=== Problem description ===
Wherever "like" occurs in the entries, copy the line that holds it.

=== Data in this exercise ===
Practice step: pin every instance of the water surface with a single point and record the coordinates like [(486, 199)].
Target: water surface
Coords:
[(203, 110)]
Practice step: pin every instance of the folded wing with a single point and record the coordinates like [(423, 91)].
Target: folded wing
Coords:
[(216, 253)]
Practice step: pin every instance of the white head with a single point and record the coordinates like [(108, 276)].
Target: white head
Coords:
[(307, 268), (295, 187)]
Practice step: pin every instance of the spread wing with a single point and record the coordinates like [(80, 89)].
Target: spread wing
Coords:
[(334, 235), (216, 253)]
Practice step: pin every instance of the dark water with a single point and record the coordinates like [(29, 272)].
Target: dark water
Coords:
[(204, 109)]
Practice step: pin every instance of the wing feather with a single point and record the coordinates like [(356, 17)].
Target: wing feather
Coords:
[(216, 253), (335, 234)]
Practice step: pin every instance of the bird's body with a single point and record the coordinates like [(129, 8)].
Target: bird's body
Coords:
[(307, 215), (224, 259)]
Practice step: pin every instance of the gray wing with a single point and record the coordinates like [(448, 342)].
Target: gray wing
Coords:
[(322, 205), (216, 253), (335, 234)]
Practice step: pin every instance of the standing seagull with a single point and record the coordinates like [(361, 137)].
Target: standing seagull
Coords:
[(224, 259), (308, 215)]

=== Written answer ===
Practice step: pin every instance of the water surface with a single point and record the coordinates like [(486, 199)].
Practice step: pin every instance of the folded wing with a single point and record the coordinates like [(423, 91)].
Practice step: pin every instance of the white head with a single point and record the coordinates like [(108, 276)].
Practice step: pin every instance of the spread wing with a single point and record the coordinates like [(80, 89)].
Practice step: pin every instance of the dark water with a single point and record the coordinates like [(29, 272)].
Practice step: pin every instance of the wing feather with a single point and record the coordinates like [(356, 17)].
Practice step: pin every instance of the bird's body with a single point and record the coordinates like [(129, 8)].
Practice step: pin every instance of the gray wing with a single point and record the coordinates like [(448, 342)].
Practice step: pin every instance of the standing seagull with a single point and record the coordinates like [(361, 137)].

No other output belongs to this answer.